WHAT TO WORK ON –
**a.** Reproduce the part of the city growth atlas page starting with "2025 U.S. City" and going on through "reporters and editors.".
**b.** Translate this sentence from the city growth atlas page into Spanish: "It is not a net-migration table, a decennial count, or a long-run trend line."

DOCUMENT EXCERPT –
□ □ □ □ □ □ □
Every City in the USA

Census Vintage 2025 · City growth atlas

2025 U.S. City Growth Atlas

Census Vintage 2025 population estimates for 19,483 U.S. cities and places, reference date July 1, 2025. A national percentage-change map, resident-count comparison map, fastest growth, biggest numeric gains, state briefs, milestone crossings, and reusable downloads for reporters and editors.

For reporters: the ZIP includes PNG/SVG maps, chart exports, captions, alt text, source manifest, data dictionary, and CSVs.

Read before using

Reporter trust notes

What the numbers are

These are Census Bureau Vintage 2025 July 1 population estimates. The Census embargo notice listed Thursday, May 14, 2026 at 12:01 a.m. ET as the public release time for the city and town estimates.

The Atlas compares July 1, 2024 and July 1, 2025 estimates inside the same vintage. It is not a net-migration table, a decennial count, or a long-run trend line.
□ □ □ □ □ □ □
DATASET –

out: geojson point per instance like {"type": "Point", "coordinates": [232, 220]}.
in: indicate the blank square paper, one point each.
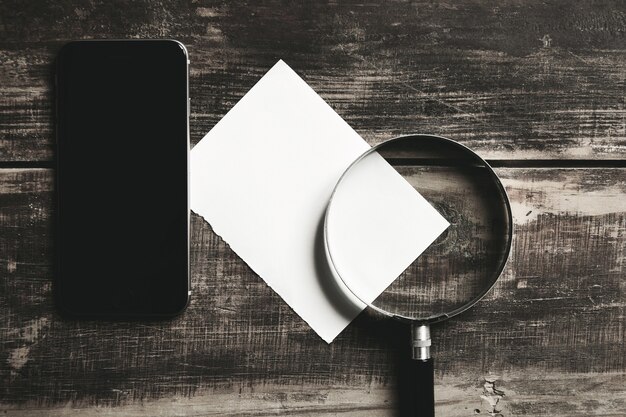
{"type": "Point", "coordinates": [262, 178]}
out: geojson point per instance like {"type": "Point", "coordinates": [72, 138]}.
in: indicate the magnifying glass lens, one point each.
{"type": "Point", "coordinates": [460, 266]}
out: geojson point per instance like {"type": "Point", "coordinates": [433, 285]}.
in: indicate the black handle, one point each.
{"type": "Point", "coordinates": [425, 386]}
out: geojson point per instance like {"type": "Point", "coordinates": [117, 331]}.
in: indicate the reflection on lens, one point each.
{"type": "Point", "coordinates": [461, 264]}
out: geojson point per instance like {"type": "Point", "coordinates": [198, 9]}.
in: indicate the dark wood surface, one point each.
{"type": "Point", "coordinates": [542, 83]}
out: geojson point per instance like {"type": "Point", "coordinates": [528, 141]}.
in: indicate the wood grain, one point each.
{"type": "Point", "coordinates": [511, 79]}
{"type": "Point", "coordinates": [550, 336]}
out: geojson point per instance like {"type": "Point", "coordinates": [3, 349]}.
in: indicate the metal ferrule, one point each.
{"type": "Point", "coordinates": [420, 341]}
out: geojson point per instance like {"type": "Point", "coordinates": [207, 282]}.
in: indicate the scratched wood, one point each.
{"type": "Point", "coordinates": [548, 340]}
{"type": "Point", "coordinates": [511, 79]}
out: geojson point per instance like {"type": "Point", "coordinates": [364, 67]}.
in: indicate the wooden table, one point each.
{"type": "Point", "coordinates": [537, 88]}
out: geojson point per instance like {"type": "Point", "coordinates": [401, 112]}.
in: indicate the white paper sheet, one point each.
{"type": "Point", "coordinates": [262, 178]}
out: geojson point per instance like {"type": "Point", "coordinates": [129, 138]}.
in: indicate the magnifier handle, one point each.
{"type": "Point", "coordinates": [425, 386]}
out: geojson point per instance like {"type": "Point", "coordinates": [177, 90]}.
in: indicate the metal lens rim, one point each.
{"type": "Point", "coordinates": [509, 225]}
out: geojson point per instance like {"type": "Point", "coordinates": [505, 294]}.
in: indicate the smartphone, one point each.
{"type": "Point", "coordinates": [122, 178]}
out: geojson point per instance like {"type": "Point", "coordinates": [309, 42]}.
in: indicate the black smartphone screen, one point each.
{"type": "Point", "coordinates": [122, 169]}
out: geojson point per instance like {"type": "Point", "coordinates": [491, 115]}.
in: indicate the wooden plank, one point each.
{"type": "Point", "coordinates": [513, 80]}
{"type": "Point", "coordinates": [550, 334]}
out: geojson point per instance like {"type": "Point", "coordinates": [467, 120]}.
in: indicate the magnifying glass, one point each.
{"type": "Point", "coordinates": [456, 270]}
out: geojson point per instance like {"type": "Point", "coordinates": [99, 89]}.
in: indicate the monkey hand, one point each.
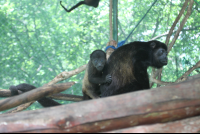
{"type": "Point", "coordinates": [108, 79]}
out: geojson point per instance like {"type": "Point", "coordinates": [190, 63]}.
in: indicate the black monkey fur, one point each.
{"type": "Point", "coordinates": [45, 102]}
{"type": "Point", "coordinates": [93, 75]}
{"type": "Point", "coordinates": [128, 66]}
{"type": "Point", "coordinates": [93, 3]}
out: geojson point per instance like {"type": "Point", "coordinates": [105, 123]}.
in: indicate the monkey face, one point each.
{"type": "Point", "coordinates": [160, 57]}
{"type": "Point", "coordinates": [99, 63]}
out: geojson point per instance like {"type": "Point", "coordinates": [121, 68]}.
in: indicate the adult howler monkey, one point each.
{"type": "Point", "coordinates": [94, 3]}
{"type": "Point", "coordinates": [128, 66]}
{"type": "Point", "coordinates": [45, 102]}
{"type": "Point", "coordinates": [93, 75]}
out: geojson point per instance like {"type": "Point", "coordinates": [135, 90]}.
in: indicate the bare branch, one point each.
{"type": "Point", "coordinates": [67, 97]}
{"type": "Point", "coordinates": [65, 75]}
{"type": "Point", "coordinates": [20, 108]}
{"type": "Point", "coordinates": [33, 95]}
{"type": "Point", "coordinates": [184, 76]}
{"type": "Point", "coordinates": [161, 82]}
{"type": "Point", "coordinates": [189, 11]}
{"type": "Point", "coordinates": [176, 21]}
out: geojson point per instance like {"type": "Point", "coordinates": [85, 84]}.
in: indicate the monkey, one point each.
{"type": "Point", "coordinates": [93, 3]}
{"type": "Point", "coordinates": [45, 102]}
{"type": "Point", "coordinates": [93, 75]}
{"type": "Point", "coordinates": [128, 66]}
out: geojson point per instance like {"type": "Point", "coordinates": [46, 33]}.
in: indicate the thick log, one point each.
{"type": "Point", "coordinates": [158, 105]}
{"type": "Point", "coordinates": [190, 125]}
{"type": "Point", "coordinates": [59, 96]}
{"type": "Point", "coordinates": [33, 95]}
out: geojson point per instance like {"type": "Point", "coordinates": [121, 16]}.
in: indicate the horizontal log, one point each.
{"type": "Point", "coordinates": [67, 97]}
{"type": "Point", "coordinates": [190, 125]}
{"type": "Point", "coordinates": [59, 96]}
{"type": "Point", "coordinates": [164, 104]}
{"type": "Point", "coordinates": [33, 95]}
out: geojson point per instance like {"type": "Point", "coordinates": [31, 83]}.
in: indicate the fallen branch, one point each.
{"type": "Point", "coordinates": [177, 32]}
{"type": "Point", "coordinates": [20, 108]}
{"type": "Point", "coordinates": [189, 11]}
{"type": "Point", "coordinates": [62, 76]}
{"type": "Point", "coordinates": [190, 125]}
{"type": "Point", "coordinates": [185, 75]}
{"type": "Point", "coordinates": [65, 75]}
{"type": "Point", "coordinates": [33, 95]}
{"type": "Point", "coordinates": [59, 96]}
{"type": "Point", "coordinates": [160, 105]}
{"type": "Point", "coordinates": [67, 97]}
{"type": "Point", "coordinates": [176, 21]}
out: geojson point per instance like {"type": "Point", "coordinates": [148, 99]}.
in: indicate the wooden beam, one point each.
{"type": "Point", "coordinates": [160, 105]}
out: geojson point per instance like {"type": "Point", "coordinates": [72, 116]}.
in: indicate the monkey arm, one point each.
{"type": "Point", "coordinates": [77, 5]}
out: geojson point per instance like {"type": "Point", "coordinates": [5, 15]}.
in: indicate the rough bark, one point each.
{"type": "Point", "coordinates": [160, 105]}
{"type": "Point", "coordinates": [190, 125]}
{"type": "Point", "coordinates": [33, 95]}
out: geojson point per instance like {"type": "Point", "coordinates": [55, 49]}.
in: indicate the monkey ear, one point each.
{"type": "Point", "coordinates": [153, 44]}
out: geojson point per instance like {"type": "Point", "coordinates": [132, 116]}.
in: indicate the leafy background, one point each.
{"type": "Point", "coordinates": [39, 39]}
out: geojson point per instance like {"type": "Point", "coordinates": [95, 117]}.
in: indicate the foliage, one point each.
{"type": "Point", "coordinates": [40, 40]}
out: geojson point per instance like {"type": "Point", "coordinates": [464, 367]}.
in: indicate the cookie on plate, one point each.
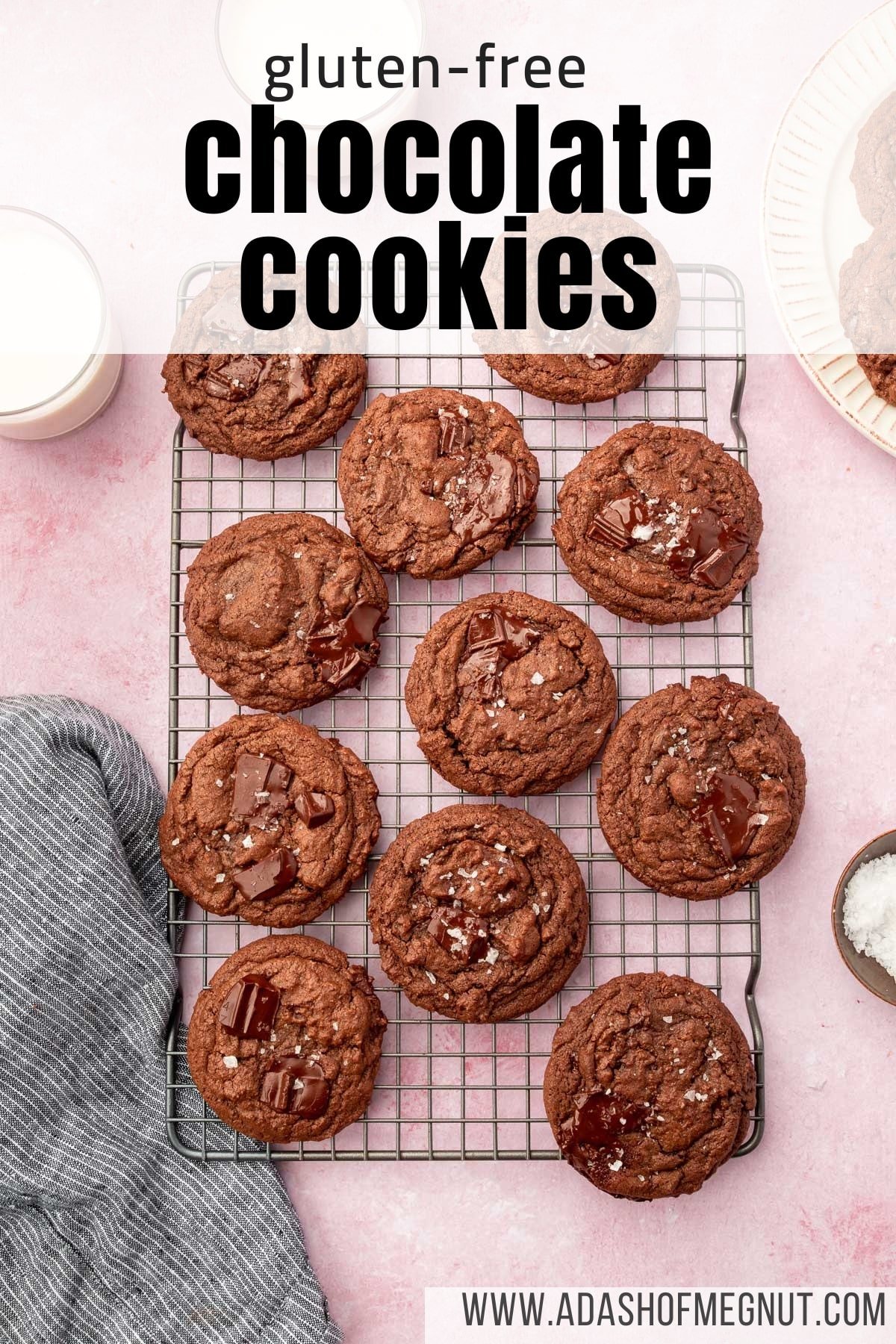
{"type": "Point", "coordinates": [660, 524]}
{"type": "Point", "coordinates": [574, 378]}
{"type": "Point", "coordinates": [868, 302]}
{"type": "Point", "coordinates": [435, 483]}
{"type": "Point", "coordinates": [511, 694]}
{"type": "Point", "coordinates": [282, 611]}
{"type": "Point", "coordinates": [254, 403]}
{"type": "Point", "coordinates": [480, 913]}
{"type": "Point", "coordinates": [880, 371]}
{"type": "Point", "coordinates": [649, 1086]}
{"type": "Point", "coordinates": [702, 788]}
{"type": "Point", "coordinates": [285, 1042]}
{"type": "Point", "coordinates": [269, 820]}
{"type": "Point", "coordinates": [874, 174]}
□ □ □ □ □ □ □
EXERCISE RESULTS –
**a.**
2025 U.S. City Growth Atlas

Census Vintage 2025 population estimates for 19,483 U.S. cities and places, reference date July 1, 2025. A national percentage-change map, resident-count comparison map, fastest growth, biggest numeric gains, state briefs, milestone crossings, and reusable downloads for reporters and editors.

**b.** No es una tabla de migración neta, un conteo decenal ni una línea de tendencia a largo plazo.